The lines from the start of the records through the one containing "[[154, 110], [320, 205]]" are to be restated word for word; please include both ends.

================

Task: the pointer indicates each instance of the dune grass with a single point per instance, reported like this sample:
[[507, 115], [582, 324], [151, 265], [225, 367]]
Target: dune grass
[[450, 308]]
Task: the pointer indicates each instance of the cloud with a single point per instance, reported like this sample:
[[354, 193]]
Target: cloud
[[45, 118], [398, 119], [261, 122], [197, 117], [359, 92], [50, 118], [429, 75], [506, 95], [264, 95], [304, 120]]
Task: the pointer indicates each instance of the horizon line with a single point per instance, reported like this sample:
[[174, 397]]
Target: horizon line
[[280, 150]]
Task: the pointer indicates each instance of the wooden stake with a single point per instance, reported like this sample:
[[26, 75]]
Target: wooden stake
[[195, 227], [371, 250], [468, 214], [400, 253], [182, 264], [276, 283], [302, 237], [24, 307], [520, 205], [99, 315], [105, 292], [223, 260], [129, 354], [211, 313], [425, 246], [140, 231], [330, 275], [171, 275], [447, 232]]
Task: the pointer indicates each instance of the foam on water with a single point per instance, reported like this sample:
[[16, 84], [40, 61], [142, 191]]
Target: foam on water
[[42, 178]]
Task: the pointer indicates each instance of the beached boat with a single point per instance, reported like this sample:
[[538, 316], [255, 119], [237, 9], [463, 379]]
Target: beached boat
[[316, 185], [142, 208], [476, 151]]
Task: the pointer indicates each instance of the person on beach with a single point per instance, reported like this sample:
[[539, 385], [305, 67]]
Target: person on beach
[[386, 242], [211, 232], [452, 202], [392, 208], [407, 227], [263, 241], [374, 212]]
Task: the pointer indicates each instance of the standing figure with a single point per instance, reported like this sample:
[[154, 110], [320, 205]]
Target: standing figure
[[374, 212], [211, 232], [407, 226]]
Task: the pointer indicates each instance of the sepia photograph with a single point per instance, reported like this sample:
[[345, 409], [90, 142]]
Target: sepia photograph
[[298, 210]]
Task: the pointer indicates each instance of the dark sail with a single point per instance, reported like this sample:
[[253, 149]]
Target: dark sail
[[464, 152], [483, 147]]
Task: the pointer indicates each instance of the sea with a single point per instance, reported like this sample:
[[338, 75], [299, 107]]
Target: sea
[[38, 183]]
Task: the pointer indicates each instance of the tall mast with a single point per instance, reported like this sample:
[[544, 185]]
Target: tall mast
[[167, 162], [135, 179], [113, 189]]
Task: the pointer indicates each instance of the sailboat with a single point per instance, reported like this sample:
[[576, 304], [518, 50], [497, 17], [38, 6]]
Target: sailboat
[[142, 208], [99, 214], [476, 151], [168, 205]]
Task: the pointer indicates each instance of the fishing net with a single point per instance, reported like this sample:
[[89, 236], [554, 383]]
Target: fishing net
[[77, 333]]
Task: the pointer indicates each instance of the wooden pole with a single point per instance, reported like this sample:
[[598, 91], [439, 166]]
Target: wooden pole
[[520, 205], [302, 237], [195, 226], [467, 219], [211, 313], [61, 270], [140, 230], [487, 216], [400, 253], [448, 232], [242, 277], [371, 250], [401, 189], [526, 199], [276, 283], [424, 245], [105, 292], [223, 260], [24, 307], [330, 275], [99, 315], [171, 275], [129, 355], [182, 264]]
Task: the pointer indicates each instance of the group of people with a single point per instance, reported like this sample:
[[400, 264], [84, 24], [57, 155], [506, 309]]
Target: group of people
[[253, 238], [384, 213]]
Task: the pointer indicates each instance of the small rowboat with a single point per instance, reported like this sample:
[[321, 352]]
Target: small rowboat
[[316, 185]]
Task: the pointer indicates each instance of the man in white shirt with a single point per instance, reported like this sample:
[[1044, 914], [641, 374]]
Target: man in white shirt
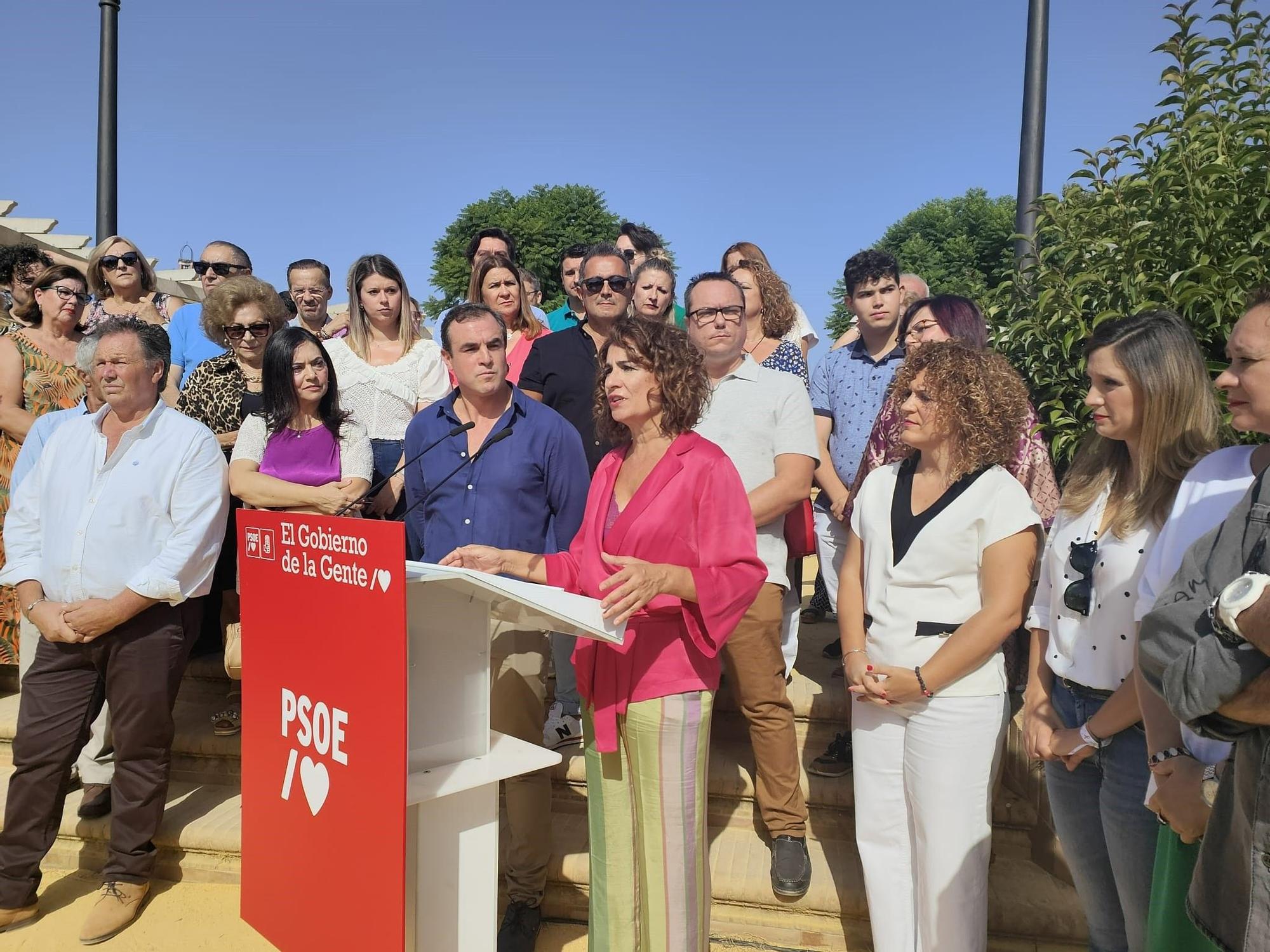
[[763, 420], [111, 541]]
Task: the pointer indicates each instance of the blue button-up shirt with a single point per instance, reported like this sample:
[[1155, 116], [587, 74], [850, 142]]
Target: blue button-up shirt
[[528, 493], [849, 387]]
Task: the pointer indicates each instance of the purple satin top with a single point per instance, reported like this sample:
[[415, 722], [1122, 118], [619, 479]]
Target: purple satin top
[[308, 459]]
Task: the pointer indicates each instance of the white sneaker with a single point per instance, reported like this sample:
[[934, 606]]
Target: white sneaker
[[562, 729]]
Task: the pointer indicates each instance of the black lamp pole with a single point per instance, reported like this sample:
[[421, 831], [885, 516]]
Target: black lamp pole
[[109, 124], [1032, 140]]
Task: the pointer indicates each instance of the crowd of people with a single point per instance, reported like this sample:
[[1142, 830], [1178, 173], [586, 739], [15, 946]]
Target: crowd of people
[[664, 459]]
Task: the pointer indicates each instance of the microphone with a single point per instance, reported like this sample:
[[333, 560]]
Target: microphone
[[502, 435], [382, 484]]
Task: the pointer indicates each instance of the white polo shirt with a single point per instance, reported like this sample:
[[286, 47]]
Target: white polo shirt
[[756, 414], [921, 573]]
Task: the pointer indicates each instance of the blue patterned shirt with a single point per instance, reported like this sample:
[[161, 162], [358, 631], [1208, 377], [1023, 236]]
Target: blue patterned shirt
[[849, 388]]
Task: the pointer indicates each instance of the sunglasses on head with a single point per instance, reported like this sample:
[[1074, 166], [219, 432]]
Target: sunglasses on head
[[1080, 592], [237, 332], [112, 262], [222, 268], [617, 284]]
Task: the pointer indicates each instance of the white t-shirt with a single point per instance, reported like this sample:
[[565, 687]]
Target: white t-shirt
[[1205, 499], [921, 574], [1097, 651], [384, 399]]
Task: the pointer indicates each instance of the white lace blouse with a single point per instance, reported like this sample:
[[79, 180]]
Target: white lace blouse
[[384, 399]]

================

**ANSWER FOR THE TASK**
Task: the pointer indicates each instance of the dune grass with a single point per instance, reported like this sample:
[[507, 115], [582, 324], [151, 265], [225, 367]]
Target: dune grass
[[450, 308]]
Task: the pointer indicates each instance of the cloud with a single point per instance, reported like this sample:
[[354, 193]]
Target: cloud
[[45, 118], [398, 119], [261, 122], [197, 117], [359, 92], [50, 118], [429, 75], [506, 95], [264, 95], [304, 120]]
Task: the pointer indicates each instance of the horizon line with a single point per instance, reported like this sample:
[[174, 397]]
Target: horizon line
[[280, 150]]
Task: the pointer indicates each instance of the wooden stake with a single point per instance, reported like this sample:
[[26, 75]]
Target: wooden stake
[[195, 227], [371, 250], [468, 214], [400, 253], [182, 264], [276, 283], [302, 237], [24, 307], [520, 205], [99, 315], [105, 292], [223, 260], [129, 354], [211, 313], [425, 246], [140, 231], [330, 275], [171, 275], [447, 232]]
Task: the pointer indicates each instance of the foam on water with a single point per instance, reported like this sample:
[[16, 84], [40, 61], [142, 191]]
Target: foam on water
[[42, 178]]
Task: the pointer indicates each instance of the beached boat with a single point per instance, reported like this sample:
[[538, 316], [255, 119], [237, 9], [463, 379]]
Target: beached boat
[[316, 185], [142, 208], [476, 151]]
Task: the pointer indicates each instance of the person on beach with a single point per instance, reported like this sample:
[[539, 385], [305, 67]]
Target: person on beach
[[386, 242], [211, 232], [452, 202], [392, 208], [407, 227], [263, 241], [374, 212]]
Task: the pointer indicates each instance of the standing figure with a single point per instance, reported like this sample:
[[154, 110], [320, 205]]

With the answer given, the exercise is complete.